**SHORT TASK**. Could you write out every line of the records below again, requests included, multiplying each x and y coordinate in the answers by 2.5 and rounding to whole numbers, with halves rounded up? Leave the pictures out of what you return.

**DATASET**.
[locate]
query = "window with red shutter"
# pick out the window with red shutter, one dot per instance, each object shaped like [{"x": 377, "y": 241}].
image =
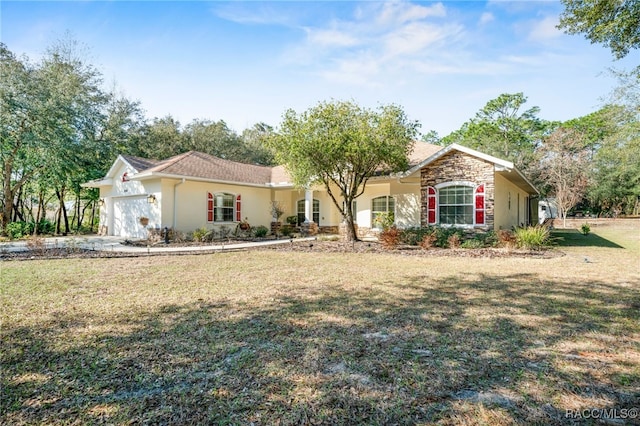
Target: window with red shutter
[
  {"x": 209, "y": 207},
  {"x": 479, "y": 205},
  {"x": 431, "y": 205}
]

**ANSWER FOR THIS EXERCISE**.
[locate]
query = "window with red shutter"
# pick out the window with red shutter, one dot per instance, each object shaped like [{"x": 377, "y": 241}].
image =
Target: window with red shutter
[
  {"x": 523, "y": 518},
  {"x": 1198, "y": 513},
  {"x": 1078, "y": 513}
]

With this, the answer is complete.